- **Segmentation dataset records**:
..............................

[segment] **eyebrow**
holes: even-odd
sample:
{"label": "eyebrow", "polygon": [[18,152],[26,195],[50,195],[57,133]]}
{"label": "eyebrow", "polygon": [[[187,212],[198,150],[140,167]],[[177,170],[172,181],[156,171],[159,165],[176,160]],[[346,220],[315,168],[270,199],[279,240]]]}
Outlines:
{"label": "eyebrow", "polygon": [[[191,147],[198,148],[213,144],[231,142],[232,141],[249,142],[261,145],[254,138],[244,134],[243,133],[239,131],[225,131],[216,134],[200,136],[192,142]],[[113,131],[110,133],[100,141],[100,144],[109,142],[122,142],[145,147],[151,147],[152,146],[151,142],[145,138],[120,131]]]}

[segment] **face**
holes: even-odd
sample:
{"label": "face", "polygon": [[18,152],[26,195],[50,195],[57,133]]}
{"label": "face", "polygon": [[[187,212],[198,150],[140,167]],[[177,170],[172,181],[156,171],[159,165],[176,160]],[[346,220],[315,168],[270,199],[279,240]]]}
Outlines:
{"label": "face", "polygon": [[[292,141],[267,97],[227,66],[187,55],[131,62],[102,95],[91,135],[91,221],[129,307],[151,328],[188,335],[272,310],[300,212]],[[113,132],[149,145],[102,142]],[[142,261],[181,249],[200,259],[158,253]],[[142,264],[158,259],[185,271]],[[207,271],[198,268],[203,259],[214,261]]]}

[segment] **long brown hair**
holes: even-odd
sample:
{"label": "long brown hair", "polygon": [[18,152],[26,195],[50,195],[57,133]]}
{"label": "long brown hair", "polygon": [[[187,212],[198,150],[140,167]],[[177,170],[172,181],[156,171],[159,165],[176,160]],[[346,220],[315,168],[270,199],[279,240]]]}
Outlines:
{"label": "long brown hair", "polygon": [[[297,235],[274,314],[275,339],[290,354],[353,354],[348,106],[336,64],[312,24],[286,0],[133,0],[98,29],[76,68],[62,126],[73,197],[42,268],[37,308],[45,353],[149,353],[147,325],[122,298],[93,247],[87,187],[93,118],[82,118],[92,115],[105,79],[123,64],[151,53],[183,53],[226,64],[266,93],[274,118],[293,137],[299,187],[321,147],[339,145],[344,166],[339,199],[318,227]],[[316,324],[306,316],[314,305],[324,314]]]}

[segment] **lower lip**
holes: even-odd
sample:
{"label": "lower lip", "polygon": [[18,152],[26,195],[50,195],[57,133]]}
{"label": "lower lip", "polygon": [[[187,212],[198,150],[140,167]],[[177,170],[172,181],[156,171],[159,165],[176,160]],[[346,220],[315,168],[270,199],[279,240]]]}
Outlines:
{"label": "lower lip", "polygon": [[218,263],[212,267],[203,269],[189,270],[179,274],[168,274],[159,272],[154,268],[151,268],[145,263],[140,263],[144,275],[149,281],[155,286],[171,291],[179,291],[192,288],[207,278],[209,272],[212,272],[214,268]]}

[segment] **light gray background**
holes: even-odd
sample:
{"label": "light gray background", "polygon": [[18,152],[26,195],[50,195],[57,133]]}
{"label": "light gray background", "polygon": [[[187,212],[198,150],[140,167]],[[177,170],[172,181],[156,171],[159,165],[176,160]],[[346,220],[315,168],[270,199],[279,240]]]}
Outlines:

..............................

Reproduce every row above again, with no changes at all.

- **Result below**:
[segment] **eyebrow**
holes: even-odd
sample:
{"label": "eyebrow", "polygon": [[18,152],[26,195],[50,195],[57,133]]}
{"label": "eyebrow", "polygon": [[[187,212],[198,150],[140,167]],[[177,170],[172,181],[156,171],[159,165],[176,160]],[[346,220],[315,168],[270,199],[279,240]]]}
Outlines:
{"label": "eyebrow", "polygon": [[[191,147],[198,148],[213,144],[231,142],[232,141],[249,142],[261,145],[254,138],[244,134],[243,133],[239,131],[225,131],[216,134],[200,136],[192,142]],[[113,131],[110,133],[100,141],[100,144],[109,142],[122,142],[145,147],[151,147],[152,146],[151,142],[145,138],[120,131]]]}

[segment] **face**
holes: even-odd
sample:
{"label": "face", "polygon": [[18,152],[26,195],[50,195],[57,133]]}
{"label": "face", "polygon": [[[187,212],[198,150],[140,167]],[[177,170],[172,181],[156,171],[159,165],[176,160]],[[346,220],[315,168],[270,199],[279,240]]]}
Outlines:
{"label": "face", "polygon": [[[292,141],[267,97],[227,66],[187,55],[131,62],[102,95],[91,135],[91,221],[129,307],[151,328],[188,335],[272,310],[300,212]],[[113,132],[149,145],[102,142]],[[142,261],[181,249],[200,259],[158,253]],[[142,264],[158,259],[185,271]],[[207,271],[198,268],[203,259],[214,261]]]}

[segment] **long brown hair**
holes: even-odd
sample:
{"label": "long brown hair", "polygon": [[18,152],[26,195],[50,195],[57,133]]}
{"label": "long brown hair", "polygon": [[[187,212],[198,150],[140,167]],[[177,170],[172,181],[156,171],[159,165],[176,160]],[[346,220],[315,168],[270,199],[279,240]]]}
Outlines:
{"label": "long brown hair", "polygon": [[[297,235],[274,314],[275,339],[290,354],[353,354],[348,106],[336,64],[312,24],[286,0],[133,0],[98,29],[76,68],[62,126],[73,197],[42,268],[37,308],[45,353],[149,353],[147,325],[122,298],[93,247],[87,187],[93,118],[82,118],[92,115],[105,79],[123,64],[151,53],[183,53],[226,64],[266,93],[274,118],[293,137],[299,187],[321,147],[339,145],[344,166],[339,199],[318,227]],[[316,324],[306,316],[314,305],[324,314]]]}

[segment] **lower lip**
holes: even-odd
sample:
{"label": "lower lip", "polygon": [[18,152],[26,195],[50,195],[57,133]]}
{"label": "lower lip", "polygon": [[[187,212],[198,150],[140,167]],[[177,170],[172,181],[156,171],[159,165],[176,160]],[[346,220],[315,168],[270,199],[279,240]]]}
Outlines:
{"label": "lower lip", "polygon": [[218,263],[212,267],[203,269],[189,270],[179,274],[168,274],[159,272],[154,268],[151,268],[145,263],[140,263],[144,275],[149,281],[155,286],[171,291],[179,291],[192,288],[207,278],[209,272],[212,272],[214,268]]}

[segment] **light gray background**
holes: even-odd
sample:
{"label": "light gray background", "polygon": [[18,152],[26,195],[50,195],[57,133]]}
{"label": "light gray background", "polygon": [[[187,212],[198,150],[140,167]],[[177,170],[172,181],[156,171],[159,165],[176,160]],[[346,220],[315,168],[270,199],[279,240]]]}
Outlines:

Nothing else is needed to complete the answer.